On the issue of safety, the Nevada Office of Traffic Safety recently released new data which shows that marijuana related fatalities in Clark County had gone down. The number spiked in 2017 immediately after the legalization of marijuana. However, within a year, those numbers decreased by about 30%. This reflects patterns seen in other jurisdictions.
A study sponsored by the Society for the Study of Addiction, after the legalization of recreational marijuana showed that in the year following implementation of recreational cannabis sales, traffic fatalities temporarily increased by an average of one additional traffic fatality per million residents in both legalizing US states of Colorado, Washington and Oregon and in their neighboring jurisdictions.
LEADING BY EXAMPLE – ELECTRIC BUSES
The Los Angeles County Metropolitan Transportation Authority (Metro) has received its first zero emission electric bus that will be used on the Orange Line later this year. The Orange Line will be the first line to receive these electric buses with a total of 40 buses to be delivered to the agency and deployed on the Orange Line by the fall of 2020.

Record excerpts
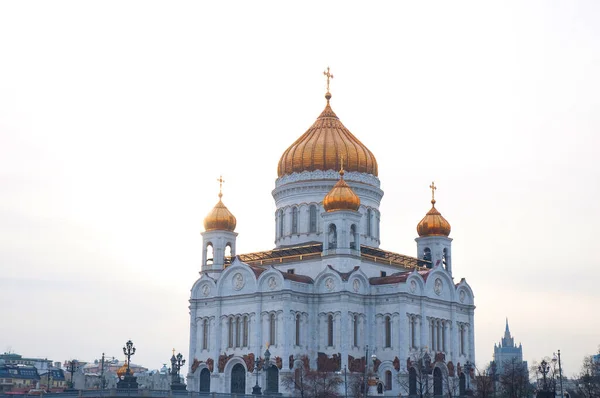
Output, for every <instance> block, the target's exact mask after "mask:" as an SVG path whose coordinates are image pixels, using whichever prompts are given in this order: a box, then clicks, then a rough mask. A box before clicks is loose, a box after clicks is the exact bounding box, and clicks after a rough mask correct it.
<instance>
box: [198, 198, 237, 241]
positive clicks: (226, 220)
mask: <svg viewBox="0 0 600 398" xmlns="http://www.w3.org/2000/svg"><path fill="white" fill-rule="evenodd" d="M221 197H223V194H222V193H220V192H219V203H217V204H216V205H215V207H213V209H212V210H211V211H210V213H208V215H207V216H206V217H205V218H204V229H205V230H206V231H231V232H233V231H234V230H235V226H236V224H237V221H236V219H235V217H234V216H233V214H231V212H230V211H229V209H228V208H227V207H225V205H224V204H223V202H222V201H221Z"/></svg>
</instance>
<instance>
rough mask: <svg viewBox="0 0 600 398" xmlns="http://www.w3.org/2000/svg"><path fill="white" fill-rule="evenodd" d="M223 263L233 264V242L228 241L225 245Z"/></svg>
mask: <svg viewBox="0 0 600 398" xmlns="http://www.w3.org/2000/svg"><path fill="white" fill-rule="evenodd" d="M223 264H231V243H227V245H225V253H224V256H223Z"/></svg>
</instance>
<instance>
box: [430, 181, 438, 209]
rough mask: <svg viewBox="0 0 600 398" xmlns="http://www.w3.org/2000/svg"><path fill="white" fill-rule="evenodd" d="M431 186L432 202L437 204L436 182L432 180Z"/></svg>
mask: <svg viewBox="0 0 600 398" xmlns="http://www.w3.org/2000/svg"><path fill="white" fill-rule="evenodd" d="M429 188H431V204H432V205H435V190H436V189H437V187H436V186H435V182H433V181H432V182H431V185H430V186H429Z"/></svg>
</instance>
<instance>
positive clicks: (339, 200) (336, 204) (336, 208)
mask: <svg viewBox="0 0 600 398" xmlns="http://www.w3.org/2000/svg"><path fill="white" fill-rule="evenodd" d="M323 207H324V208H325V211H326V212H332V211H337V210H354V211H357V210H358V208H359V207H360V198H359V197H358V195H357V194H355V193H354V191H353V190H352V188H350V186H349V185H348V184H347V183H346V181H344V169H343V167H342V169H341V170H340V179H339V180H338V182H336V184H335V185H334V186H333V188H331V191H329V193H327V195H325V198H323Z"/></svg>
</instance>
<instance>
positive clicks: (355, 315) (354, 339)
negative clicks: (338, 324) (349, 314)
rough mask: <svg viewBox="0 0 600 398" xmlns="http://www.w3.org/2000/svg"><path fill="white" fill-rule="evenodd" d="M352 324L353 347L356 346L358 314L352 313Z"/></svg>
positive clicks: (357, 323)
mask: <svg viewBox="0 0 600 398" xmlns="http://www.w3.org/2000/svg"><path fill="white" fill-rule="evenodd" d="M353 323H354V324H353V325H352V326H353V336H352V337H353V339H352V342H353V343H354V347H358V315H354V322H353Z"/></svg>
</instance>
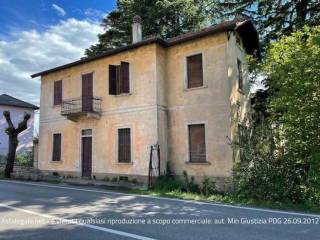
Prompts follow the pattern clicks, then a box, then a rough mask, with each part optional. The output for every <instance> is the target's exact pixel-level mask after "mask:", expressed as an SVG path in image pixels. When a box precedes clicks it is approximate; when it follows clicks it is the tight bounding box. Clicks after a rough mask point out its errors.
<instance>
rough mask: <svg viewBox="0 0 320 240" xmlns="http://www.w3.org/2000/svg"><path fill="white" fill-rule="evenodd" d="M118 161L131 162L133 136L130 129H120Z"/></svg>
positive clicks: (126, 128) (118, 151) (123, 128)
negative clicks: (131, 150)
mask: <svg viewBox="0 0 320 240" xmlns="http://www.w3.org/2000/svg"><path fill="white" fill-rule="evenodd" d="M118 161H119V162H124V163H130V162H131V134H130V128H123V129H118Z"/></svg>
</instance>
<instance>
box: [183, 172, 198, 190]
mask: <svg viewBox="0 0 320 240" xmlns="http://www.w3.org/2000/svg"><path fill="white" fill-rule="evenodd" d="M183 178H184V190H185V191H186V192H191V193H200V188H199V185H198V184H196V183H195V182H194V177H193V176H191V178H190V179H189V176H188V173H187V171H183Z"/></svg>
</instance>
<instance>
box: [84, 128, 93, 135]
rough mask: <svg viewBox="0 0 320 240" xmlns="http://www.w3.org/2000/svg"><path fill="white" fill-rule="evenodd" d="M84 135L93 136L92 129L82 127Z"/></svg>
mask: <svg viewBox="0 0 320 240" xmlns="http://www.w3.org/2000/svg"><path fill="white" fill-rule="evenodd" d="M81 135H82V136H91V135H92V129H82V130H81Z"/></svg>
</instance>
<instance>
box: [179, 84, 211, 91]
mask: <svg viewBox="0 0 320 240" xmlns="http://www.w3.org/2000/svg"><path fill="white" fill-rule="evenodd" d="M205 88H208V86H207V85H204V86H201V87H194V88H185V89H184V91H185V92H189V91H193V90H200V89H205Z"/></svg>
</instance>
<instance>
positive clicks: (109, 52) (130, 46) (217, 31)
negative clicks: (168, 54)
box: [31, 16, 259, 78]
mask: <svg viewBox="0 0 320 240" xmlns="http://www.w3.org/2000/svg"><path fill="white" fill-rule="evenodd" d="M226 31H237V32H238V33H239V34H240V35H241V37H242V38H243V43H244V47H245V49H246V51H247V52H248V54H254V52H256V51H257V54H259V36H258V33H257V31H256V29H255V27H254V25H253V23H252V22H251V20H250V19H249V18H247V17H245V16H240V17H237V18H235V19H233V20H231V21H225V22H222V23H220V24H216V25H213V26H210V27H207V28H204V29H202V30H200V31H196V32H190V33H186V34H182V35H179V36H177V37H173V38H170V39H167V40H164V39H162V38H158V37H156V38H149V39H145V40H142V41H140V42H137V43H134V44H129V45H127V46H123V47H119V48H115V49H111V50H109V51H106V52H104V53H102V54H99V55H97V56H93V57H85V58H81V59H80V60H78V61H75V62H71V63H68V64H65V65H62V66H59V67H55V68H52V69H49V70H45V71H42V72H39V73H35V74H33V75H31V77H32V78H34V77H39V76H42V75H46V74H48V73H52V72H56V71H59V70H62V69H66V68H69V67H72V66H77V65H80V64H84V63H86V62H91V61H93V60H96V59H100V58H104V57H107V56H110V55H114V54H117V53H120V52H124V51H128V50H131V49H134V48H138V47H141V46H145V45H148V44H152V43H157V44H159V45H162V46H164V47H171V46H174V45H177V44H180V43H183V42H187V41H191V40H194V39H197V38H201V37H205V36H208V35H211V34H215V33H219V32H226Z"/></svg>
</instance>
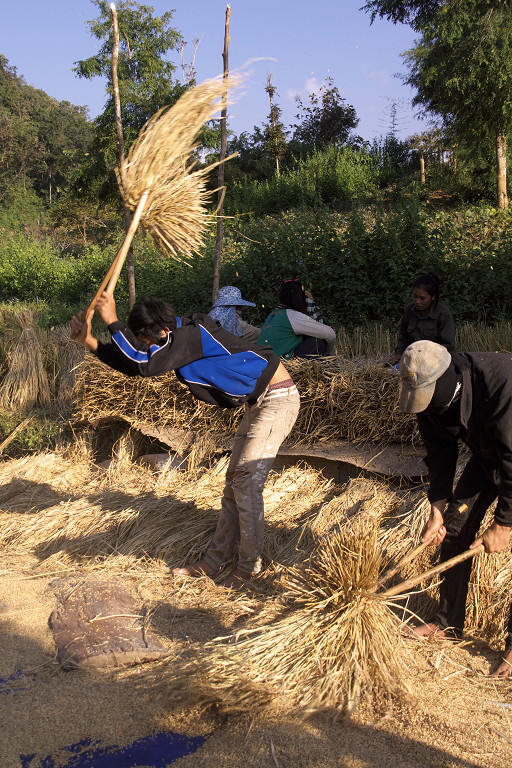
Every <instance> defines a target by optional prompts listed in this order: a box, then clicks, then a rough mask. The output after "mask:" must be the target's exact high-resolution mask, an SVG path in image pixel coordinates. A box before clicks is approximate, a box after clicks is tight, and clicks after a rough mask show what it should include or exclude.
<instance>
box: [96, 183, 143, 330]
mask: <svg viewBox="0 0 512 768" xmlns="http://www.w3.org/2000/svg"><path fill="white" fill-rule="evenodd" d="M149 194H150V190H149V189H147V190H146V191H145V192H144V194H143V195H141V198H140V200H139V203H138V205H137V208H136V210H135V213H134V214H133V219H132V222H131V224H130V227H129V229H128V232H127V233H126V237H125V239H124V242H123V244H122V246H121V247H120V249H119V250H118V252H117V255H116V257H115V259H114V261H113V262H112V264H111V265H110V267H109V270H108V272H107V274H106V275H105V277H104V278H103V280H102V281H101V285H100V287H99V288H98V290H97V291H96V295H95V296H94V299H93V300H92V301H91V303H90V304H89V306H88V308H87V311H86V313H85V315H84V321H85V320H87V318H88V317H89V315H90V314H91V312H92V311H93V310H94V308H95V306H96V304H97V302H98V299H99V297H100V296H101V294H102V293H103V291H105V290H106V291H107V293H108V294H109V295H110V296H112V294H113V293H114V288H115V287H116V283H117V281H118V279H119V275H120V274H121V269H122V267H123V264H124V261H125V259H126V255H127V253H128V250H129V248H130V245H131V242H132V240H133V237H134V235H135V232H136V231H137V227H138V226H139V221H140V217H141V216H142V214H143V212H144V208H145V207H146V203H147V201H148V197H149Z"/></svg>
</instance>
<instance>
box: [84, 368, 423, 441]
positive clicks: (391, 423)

Work instruction A
According to the transportation news text, how many electric buses are to be delivered for the Orange Line, and by when?
Work instruction B
List every organization named in the transportation news text.
Work instruction C
Extend the transportation news text about traffic fatalities and electric buses from the point where it stops.

Your response A
A total of 40 buses are to be delivered by the fall of 2020.

Your response B
Nevada Office of Traffic Safety; Society for the Study of Addiction; Los Angeles County Metropolitan Transportation Authority (Metro)

Your response C
The buses will be purchased from the US subsidiary of BYD, the Chinese manufacturer of electric buses. China is way ahead of the US in terms of its development and production of electric buses. Bus purchasers are not experiencing the same type of intervention being experienced by rapid transit operators who wish to purchase Chinese made subway cars. The federal government and Congress have acted to intervene in those purchases on national security grounds.
The vehicles are not cheap even from the most competitive vendor. The electric buses cost $1.15 million each in a contract valued at $80,003,282. This contract includes the deployment of the electric buses and associated charging infrastructure. The new buses will be capable of being recharged at various points along the Orange Line to support its 24/7 operation.
Metro hopes to extend its deployment of electric vehicles. In a separate purchase, Metro ordered an additional 65 zero emission electric buses from the manufacturer BYD with five of those buses being 60-foot articulated buses earmarked for the Orange Line and the remainder to be used on the Silver Line that operates between the El Monte Bus Station and the Harbor Gateway Transit Center in Gardena. Metro plans to convert the Silver Line to zero emission buses in 2021.
The electric buses cost $1.15 million each in a contract valued at $80,003,282. This contract includes the deployment of the electric buses and associated charging infrastructure. The new buses will be capable of being recharged at various points along the Orange Line to support its 24/7 operation.
In Atlanta, MARTA has announced that it will replace six diesel buses with zero-emission battery electric models. Funding for the purchase will come from a $2.6 million grant from the U.S. Department of Transportation. The grant is one awarded under the U.S. Department of Transportation the Low- or No-Emission (Lo-No) Grant program run by its Federal Transit Administration (FTA).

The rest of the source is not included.